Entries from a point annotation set
::::::

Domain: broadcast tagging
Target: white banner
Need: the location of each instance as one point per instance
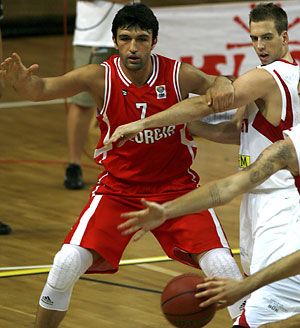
(215, 38)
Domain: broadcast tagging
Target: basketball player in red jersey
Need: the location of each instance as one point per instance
(155, 164)
(268, 212)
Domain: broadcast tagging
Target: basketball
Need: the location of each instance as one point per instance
(179, 305)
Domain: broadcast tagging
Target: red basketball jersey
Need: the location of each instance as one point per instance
(158, 156)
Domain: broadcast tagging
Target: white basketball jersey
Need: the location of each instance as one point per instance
(257, 133)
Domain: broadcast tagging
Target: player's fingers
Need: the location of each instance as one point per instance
(33, 68)
(139, 235)
(127, 223)
(213, 300)
(133, 215)
(131, 230)
(122, 141)
(209, 99)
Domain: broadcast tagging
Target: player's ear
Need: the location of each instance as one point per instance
(115, 43)
(285, 38)
(154, 43)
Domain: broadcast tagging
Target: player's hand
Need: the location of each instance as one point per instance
(142, 221)
(220, 95)
(123, 133)
(223, 292)
(14, 72)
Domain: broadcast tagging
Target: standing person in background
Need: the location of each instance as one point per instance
(92, 44)
(4, 228)
(133, 85)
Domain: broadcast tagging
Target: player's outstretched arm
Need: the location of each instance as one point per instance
(185, 111)
(32, 87)
(278, 156)
(20, 77)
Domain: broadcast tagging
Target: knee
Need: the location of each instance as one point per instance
(69, 264)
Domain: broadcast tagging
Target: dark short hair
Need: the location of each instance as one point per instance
(135, 15)
(270, 11)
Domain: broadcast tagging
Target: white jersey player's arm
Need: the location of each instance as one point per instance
(280, 155)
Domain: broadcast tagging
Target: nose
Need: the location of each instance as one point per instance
(260, 44)
(133, 47)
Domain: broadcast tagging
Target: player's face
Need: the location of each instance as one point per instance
(135, 46)
(267, 43)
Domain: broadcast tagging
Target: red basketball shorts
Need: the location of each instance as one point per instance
(96, 228)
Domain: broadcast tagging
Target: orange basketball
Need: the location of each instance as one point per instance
(179, 305)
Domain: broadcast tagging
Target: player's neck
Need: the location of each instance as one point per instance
(287, 56)
(139, 77)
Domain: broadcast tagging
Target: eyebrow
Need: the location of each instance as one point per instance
(263, 35)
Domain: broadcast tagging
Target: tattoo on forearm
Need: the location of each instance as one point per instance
(215, 195)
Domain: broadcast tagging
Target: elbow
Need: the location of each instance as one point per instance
(199, 108)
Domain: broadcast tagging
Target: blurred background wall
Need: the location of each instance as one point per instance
(41, 17)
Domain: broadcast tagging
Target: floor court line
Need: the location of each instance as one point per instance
(18, 104)
(16, 311)
(159, 269)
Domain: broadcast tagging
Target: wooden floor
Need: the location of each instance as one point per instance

::::::

§ **SHORT EXERCISE**
List every line in the records that contains the word "jersey", copying each line in full. Count a line only if its letters match in case.

§ **SOLUTION TO THIS PROBLEM**
Target: basketball player in red jersey
Target: red basketball jersey
Target: white basketball jersey
Target: white jersey player's arm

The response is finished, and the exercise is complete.